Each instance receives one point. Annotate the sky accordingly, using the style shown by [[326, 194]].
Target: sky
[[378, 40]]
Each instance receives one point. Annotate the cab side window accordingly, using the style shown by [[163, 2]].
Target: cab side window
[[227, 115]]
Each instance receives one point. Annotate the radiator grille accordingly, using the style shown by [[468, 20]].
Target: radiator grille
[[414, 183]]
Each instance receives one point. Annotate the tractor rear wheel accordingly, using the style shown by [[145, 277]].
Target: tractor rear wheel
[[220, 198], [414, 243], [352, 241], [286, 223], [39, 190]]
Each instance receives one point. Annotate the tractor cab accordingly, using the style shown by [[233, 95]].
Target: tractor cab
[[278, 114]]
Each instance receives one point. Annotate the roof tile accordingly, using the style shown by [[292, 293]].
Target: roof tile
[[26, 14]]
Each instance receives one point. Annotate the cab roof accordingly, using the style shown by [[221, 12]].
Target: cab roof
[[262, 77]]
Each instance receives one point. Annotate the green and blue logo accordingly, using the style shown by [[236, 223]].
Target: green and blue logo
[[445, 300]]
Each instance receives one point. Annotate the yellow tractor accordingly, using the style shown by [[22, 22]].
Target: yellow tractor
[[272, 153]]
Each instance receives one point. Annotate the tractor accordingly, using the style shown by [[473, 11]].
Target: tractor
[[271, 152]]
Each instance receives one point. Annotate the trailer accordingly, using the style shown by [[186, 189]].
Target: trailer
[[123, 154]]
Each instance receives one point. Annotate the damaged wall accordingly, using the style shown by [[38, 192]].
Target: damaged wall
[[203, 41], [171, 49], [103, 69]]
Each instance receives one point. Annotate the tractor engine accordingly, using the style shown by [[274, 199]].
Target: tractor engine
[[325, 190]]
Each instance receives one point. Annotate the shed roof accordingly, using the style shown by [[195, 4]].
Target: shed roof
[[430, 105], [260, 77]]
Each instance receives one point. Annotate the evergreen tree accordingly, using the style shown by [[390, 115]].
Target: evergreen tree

[Problem requirements]:
Set down the entire material again, exactly as it stands.

[Your response]:
Each instance receives one point. Annotate the sky accordingly, using the style shown by [[326, 194]].
Target: sky
[[378, 40]]
Each instance receives one point. Annotate the cab side window accordingly, using the style shown by [[163, 2]].
Target: cab side window
[[227, 115]]
Each instance receives one point. Annotate the radiator grille accordingly, using the style shown by [[468, 20]].
Target: radiator grille
[[414, 183]]
Each instance receives one point. Annotate the tractor rear wheel accordingly, using the style shown by [[145, 277]].
Target: tractor rear wheel
[[220, 198], [414, 243], [352, 241], [286, 223], [39, 190]]
Each instance receives one point. Annotate the tractor cab accordingly, using the style shown by [[233, 95]].
Target: tractor cab
[[278, 114]]
Each instance receives one point. Annotate the roof tile accordingly, using the style shown by [[292, 293]].
Target: roof tile
[[26, 14]]
Each instance receives one point. Annotate the cab roof accordingly, using the style shown by [[221, 12]].
Target: cab roof
[[262, 77]]
Each instance receives one point. Annotate the green and blue logo accordingly, using the style shown by [[236, 223]].
Target: green and blue logo
[[445, 300]]
Each instance receives one point. Annotate the yellow tractor accordingly, using the style shown by [[22, 22]].
Target: yellow tractor
[[272, 153]]
Each instance receives one point. Annotate the tractor accordingly, using the style shown by [[473, 11]].
Target: tractor
[[271, 152]]
Each instance receives one point. Annotate the trailer accordingly, using the style shown by [[186, 189]].
Target: trailer
[[123, 154]]
Each instance receives one point. Annotate the damaged wall accordingly, using the style shown by [[38, 192]].
Target: damaged wall
[[203, 41], [171, 49], [103, 69]]
Each instance receives one point. Annotate the tractor engine accordingly, using the style shown by [[274, 199]].
Target: tractor engine
[[325, 190]]
Each instance receives one point. Annotate the shed roof accordingly, using the style shown by [[195, 4]].
Target: shed roof
[[430, 105], [260, 77]]
Each instance receives one point. Annotate the evergreen tree accordingly, using the style shown by [[390, 115]].
Target: evergreen tree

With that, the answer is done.